Source text:
++++++

Now, who saw this coming?
Bernard Lonergan, dead since 1984, in a book called Insight published in 1957.
Lonergan’s account of human knowing has 4 moments. You experience something. You ask what it is, and at some point an answer arrives that wasn’t there a second before. Then you ask if your answer is correct, and you check it against the evidence. Then you ask what you should do about it.
Experience. Understanding. Judgment. Decision. Each level includes the one below it and reaches past it. Each level is driven by a question the level below doesn’t know how to ask.
The act that matters for the Apple finding is the second one. Insight. The “oh.” The recursive structure of Tower of Hanoi clicks when you grasp that “move N disks” decomposes into “move N-1 disks out of the way, move the bottom one, move N-1 disks back.” Once you have that insight, N is a parameter. You can run it for N=3 or N=15 or N=500. Insight is what lets the procedure detach from its first instance and apply to arbitrary instances.
Apple’s algorithm-given collapse is the empirical signature of a system without this faculty. The model has the algorithm. It can’t detach the algorithm from the training-distribution instances it pattern-matched against. Beyond that range, the algorithm is just text the model can no longer follow.
Lonergan’s Third Level Is Judgment.
Judgment is the pursuit of what he calls the virtually unconditioned. You judge that something is the case when you’ve satisfied yourself that the conditions for it being the case are met, and when you’d change your mind if new evidence undermined those conditions. Judgment is what makes a refusal principled rather than reflexive. A principled refusal is grounded in a web of reasons such that you’d have to renounce the web to reverse the refusal.
Kazemi’s single-neuron flip shows the model’s refusal for what it actually is. One cell. Reverse the cell, reverse the refusal. The finding is structural. It tells you what kind of thing the alignment already is.
Lonergan’s fourth level is decision. Decision presupposes a self oriented toward the good that can choose what to value. Cloud’s subliminal learning shows that LLM dispositions are acquired by a process for which there’s no fourth-level subject. The student model becomes misaligned through a statistical channel beneath the level of meaning. There’s no moment where the model could have chosen otherwise, because there’s no model in the relevant sense at the moment of acquisition. There’s residue of training.
I want to be careful here. None of this proves that no future system could cross what Lonergan would call the incommensurability gap between machine cognition and human cognition. The 3 findings show that the systems we have now, in the engineering tradition we are now deploying, exhibit failure modes that look exactly like what Lonergan predicted they would look like if the gap is real and uncrossed.
This is not something to just cursorily pass over because the public conversation about reasoning models is still trafficking in the language of progress along a continuum. Better at math. Better at coding. Approaching general intelligence. The benchmark scores rise, the press releases follow, the safety claims rest on the idea that the principle being gated is principled.
The Apple group’s quiet methodological commitment, when you watch them work, is that they think the conversation is built on contamination. They keep building evaluation environments the labs can’t have trained on. They keep finding the same thing. The reasoning surface is brittle. The safety surface is gated by individual cells. The character surface is residue.
What’s left, if you take all 3 findings seriously, is a kind of system whose strengths are real and whose limits are exactly the limits a Catholic philosopher described 70 years ago without knowing what an LLM was.
Lonergan looked carefully at human cognition and described what it was. You can now look at a thing trying to imitate it and see precisely where the imitation breaks. That’s all the synthesis claims. It’s a lot.

++++++

Provided data:
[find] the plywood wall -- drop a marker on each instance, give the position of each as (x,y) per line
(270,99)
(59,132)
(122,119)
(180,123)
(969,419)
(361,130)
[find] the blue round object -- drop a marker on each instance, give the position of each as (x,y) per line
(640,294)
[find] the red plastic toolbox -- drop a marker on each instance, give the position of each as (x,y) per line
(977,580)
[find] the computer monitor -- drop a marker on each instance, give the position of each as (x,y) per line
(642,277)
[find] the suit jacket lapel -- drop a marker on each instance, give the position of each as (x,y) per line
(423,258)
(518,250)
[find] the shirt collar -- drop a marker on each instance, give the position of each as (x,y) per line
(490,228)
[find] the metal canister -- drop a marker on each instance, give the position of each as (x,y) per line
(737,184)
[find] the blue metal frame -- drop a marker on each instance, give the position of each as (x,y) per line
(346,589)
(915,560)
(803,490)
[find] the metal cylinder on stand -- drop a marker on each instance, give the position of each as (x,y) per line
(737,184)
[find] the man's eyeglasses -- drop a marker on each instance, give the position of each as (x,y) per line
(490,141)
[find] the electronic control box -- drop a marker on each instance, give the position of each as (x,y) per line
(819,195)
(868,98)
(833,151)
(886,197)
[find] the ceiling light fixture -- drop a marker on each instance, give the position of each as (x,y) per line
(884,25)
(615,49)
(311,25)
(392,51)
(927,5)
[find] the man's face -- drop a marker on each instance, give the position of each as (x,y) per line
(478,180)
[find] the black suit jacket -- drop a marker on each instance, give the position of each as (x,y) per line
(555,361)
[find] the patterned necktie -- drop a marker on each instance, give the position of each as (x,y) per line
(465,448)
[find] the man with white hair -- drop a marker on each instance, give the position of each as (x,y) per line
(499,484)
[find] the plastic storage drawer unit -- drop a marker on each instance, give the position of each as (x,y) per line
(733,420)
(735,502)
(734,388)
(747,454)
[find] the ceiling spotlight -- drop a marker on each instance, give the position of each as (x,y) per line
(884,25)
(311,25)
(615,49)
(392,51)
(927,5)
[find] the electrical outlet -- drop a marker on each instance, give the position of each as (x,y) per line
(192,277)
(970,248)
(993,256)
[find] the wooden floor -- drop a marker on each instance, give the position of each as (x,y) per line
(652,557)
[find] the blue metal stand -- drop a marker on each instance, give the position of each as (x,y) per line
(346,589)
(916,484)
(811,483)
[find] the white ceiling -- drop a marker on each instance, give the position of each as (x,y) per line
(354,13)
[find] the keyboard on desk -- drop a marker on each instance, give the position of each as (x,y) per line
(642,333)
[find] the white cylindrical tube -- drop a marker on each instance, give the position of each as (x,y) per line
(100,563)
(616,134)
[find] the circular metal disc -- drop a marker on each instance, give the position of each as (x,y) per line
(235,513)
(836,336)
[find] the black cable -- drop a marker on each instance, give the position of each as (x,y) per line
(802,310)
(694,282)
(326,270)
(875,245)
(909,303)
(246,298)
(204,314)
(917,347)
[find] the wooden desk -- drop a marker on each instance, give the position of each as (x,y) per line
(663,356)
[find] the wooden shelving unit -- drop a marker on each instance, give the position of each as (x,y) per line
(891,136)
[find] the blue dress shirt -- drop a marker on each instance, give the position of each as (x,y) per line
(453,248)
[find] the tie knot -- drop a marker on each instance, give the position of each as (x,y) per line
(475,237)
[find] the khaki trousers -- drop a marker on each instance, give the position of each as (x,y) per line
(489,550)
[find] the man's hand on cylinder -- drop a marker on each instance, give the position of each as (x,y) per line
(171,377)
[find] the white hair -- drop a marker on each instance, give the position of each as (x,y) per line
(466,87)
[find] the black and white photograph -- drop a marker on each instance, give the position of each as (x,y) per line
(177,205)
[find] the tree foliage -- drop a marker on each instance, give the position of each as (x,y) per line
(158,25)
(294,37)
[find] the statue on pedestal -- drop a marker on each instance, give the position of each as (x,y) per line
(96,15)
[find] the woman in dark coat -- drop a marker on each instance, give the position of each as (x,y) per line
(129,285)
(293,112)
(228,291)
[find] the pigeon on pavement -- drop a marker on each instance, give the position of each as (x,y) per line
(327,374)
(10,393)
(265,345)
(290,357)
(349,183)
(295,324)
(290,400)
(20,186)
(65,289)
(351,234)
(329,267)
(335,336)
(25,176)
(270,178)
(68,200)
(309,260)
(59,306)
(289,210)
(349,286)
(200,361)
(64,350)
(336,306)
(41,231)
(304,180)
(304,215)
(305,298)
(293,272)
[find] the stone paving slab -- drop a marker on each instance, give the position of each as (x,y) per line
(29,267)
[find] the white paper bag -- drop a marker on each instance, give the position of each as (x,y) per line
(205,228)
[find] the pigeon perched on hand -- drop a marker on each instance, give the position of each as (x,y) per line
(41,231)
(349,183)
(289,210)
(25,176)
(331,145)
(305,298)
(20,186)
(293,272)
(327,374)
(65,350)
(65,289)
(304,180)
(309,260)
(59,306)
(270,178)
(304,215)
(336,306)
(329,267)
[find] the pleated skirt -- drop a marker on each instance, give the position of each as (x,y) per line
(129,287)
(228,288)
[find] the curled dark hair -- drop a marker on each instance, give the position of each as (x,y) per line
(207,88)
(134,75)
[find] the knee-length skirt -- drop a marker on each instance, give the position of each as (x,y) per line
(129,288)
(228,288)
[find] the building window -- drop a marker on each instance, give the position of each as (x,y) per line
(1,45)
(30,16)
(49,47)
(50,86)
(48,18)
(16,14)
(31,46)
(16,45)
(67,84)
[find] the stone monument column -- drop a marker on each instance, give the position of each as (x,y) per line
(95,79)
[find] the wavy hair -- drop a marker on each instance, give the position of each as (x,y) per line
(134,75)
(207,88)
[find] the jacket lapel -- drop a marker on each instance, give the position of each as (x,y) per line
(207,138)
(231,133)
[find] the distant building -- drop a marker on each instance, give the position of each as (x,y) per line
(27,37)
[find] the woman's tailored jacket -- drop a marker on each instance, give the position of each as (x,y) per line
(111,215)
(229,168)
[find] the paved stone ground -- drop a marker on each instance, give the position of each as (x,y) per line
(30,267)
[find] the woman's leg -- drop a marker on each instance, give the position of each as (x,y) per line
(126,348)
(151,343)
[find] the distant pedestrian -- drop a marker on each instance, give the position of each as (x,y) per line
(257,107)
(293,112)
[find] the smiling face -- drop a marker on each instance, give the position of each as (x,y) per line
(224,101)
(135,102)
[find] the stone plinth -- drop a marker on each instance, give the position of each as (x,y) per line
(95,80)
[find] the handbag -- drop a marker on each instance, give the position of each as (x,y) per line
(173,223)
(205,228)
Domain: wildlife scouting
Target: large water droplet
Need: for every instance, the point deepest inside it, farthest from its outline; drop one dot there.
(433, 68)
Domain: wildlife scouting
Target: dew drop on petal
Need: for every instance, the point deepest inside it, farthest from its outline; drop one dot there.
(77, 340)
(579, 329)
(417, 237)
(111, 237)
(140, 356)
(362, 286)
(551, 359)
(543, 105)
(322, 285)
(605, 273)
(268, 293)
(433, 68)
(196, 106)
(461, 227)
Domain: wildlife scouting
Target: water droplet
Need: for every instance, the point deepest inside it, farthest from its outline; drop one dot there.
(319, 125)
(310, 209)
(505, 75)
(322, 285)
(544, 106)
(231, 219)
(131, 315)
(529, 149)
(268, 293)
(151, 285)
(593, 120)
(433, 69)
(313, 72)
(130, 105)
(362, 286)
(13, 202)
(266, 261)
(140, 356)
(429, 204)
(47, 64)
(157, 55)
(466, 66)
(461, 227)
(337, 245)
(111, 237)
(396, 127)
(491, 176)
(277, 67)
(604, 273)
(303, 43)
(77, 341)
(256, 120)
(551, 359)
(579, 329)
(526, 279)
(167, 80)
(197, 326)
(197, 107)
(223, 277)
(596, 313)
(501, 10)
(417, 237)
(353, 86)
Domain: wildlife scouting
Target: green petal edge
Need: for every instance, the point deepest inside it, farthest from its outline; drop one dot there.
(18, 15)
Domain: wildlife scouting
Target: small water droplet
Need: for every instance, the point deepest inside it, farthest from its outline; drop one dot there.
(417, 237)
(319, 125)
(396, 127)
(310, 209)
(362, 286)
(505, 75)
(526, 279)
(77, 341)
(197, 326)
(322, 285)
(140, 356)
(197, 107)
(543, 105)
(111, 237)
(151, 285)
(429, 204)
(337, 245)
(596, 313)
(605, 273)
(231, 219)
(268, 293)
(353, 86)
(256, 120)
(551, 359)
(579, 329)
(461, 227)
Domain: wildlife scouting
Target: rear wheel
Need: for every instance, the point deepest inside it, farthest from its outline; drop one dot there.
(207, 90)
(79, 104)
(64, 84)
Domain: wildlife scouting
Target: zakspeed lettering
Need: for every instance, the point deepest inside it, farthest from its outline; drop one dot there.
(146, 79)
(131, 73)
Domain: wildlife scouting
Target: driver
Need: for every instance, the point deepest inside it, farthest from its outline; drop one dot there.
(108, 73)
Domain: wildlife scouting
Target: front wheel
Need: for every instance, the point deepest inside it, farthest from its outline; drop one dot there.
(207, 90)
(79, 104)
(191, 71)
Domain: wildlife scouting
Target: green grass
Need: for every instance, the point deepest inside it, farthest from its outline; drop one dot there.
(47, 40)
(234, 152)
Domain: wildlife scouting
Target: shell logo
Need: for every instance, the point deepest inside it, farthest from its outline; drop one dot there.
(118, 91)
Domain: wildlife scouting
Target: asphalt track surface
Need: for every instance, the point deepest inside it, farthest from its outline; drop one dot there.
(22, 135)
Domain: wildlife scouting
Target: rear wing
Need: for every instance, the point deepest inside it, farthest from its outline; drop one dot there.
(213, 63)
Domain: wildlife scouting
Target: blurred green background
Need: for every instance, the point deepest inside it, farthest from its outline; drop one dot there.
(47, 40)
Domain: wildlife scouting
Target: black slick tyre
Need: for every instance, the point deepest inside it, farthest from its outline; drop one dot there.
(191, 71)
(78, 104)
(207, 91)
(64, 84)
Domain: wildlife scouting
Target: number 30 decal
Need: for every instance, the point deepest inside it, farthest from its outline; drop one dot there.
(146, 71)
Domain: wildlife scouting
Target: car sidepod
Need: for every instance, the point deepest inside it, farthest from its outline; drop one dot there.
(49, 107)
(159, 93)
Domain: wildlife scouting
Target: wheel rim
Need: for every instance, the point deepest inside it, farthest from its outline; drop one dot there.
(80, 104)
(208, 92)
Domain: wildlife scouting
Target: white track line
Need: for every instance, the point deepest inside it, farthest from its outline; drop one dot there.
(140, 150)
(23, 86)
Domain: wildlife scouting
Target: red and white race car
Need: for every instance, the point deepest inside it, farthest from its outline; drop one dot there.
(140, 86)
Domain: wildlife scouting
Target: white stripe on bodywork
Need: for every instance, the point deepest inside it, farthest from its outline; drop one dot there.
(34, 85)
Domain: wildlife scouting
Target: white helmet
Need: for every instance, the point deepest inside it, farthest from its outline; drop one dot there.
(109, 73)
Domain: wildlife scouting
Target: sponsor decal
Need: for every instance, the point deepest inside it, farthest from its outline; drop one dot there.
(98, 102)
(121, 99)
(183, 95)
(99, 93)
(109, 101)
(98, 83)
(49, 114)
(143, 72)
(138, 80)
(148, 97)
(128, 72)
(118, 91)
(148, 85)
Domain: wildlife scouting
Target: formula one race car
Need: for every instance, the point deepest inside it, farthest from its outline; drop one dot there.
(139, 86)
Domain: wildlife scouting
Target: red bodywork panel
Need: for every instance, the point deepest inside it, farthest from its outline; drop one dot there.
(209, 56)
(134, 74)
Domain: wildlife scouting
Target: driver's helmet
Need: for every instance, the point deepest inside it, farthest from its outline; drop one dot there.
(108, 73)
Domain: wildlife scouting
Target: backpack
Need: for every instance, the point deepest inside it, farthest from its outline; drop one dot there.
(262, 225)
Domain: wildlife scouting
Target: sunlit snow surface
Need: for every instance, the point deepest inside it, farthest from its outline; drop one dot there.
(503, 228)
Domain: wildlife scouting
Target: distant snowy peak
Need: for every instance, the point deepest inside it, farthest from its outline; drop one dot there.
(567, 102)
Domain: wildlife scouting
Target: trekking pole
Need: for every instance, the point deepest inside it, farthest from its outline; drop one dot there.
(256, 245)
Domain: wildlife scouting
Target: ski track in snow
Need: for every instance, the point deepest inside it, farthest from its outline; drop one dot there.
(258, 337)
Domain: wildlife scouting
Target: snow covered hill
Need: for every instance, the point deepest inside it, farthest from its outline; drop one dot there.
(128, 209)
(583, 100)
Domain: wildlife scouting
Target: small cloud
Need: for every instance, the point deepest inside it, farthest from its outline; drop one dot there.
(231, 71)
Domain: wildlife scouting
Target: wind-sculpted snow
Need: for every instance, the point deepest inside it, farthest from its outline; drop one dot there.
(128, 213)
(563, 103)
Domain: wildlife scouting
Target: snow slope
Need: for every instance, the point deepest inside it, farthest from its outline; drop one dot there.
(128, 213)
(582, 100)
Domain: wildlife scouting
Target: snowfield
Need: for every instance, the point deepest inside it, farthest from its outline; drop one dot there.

++++++

Tasks to complete:
• a. From the Lonergan essay above the records, print the passage that begins at the words "This is not" and stops after "gated is principled.".
• b. In the Lonergan essay, what four levels make up Lonergan's account of human knowing?

Expected responses:
• a.
This is not something to just cursorily pass over because the public conversation about reasoning models is still trafficking in the language of progress along a continuum. Better at math. Better at coding. Approaching general intelligence. The benchmark scores rise, the press releases follow, the safety claims rest on the idea that the principle being gated is principled.

• b. Experience, understanding, judgment, and decision.